DIRECTIONS FOR THIS TASK |
Every line in the data below that includes "before" belongs in the answer, copied as it stands.

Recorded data
▼
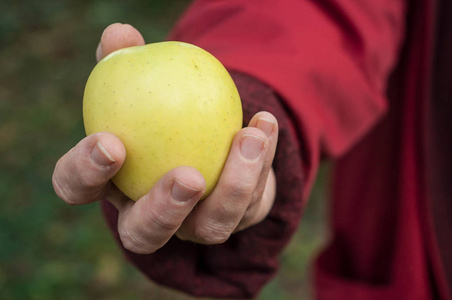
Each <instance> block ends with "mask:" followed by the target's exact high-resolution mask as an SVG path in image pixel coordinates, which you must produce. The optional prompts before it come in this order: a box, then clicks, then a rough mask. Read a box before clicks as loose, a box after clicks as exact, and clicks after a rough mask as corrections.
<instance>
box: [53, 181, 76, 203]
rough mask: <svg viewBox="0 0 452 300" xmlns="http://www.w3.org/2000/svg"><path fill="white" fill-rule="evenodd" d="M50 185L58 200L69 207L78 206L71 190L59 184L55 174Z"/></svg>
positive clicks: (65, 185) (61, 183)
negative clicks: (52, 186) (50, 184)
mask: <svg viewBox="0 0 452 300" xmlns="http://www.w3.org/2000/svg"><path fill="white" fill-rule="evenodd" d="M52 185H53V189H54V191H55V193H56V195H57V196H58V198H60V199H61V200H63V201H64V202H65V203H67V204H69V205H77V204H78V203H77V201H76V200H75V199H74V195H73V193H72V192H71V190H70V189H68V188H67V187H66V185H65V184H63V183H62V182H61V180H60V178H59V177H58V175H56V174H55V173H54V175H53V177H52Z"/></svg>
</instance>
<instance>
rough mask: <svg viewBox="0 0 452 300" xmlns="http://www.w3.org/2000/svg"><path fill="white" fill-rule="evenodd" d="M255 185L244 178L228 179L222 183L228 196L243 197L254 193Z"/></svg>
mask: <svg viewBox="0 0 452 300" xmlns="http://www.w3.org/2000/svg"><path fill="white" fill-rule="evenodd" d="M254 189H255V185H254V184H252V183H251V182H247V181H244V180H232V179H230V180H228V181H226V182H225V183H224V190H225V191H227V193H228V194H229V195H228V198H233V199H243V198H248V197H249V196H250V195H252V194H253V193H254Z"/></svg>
▲
▼
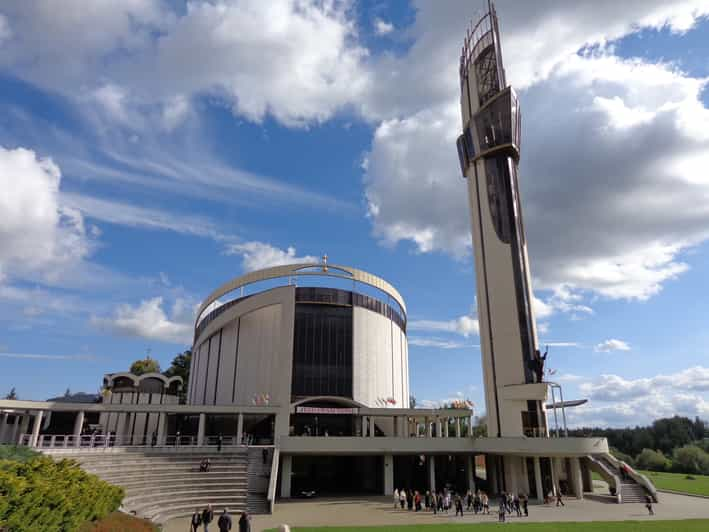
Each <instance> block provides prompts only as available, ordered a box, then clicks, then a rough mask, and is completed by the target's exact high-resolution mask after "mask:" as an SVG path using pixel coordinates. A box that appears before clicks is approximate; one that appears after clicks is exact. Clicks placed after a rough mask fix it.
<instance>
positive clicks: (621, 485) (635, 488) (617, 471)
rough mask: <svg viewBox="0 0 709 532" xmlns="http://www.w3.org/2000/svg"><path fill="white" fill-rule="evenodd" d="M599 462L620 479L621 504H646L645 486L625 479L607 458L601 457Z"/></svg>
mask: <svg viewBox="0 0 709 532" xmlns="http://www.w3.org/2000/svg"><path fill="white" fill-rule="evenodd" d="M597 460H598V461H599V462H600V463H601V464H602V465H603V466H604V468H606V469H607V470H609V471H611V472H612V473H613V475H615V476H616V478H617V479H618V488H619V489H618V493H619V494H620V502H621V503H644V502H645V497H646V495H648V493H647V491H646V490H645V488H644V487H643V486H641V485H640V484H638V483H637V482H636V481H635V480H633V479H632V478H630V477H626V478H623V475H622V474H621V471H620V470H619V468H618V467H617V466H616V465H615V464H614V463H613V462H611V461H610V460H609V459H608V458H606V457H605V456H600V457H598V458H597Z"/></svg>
▲
▼
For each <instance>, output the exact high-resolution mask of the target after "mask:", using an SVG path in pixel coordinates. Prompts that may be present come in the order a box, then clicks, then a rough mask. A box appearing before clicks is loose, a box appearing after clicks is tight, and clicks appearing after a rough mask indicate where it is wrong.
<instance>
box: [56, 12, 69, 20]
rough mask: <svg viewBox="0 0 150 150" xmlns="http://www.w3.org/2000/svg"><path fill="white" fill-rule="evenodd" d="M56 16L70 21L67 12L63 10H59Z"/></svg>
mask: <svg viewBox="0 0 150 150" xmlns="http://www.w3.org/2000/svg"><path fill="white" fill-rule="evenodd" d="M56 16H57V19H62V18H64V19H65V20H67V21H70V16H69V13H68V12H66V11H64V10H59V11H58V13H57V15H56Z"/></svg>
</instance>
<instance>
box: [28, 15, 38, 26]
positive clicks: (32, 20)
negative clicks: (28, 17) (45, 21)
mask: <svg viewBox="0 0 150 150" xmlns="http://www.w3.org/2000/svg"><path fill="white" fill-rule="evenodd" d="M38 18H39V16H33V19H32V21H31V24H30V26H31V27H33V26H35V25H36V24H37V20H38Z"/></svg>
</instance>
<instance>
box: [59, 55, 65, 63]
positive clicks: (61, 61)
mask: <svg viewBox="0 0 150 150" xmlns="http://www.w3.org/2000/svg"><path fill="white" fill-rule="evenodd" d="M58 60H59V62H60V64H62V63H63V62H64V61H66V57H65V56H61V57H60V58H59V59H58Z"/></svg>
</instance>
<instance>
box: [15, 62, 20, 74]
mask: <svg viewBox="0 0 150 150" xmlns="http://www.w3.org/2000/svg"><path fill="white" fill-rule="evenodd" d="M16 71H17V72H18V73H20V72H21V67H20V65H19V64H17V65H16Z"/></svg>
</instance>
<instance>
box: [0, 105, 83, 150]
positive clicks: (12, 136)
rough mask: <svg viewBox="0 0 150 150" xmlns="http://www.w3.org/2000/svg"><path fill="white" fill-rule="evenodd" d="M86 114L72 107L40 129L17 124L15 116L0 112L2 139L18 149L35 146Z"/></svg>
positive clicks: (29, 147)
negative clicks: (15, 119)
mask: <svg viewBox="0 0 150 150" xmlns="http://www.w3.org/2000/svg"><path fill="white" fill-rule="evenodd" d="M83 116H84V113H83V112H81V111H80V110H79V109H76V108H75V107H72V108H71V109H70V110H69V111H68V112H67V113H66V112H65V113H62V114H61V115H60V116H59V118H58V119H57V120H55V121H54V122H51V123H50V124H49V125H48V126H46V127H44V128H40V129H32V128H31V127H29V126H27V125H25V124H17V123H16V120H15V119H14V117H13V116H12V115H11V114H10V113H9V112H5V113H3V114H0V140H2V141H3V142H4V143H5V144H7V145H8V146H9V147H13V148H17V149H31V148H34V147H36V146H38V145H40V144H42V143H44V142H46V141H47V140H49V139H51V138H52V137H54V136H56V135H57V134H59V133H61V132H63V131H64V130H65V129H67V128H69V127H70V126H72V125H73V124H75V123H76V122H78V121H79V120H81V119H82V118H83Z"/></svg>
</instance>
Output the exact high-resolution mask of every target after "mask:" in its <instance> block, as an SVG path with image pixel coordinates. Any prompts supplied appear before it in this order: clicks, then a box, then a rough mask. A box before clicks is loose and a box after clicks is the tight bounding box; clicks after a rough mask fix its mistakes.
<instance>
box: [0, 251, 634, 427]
▲
OUTPUT FOR THIS EXERCISE |
Each <instance> block ends with "mask:" followed by the target's exact high-resolution mask as an SVG path in image pixel coordinates, which you must produce. The optional prompts before it come in this order: a box, then clicks, then a rough mask. Read a box before clicks as loose, a box after clicks as exact, and clicks after a rough mask as corrections.
Each <instance> block provides prompts only as available, ordered a box, then clicks, then a rough mask, and is completed by the target's exact high-resolution mask after "mask:" as an SVG path using pixel coordinates. A box that appears before clicks is approximate; one that appears after clicks is exact. Clicks placed after a rough mask fix it.
For each <instance>, output the exact high-resolution mask of the target after "mask:", using an SVG path in pixel coordinates. Prompts that may be present come in the order a box, then clicks, then a rough mask. A box appearing before clicks is loose, a box appearing after clicks is tight, and clicks appearing after a rough mask indicate where it is wrong.
Output the exact high-resolution mask of every target after "mask:" in its <instance> block, as an SVG path with image pixel coordinates. Any prompts supplied appear before it in this order: clicks, then a box, then a rough mask. A box before clicks is loose and a box after clicks is the tight bounding box; clicks after a rough mask fix its mistakes.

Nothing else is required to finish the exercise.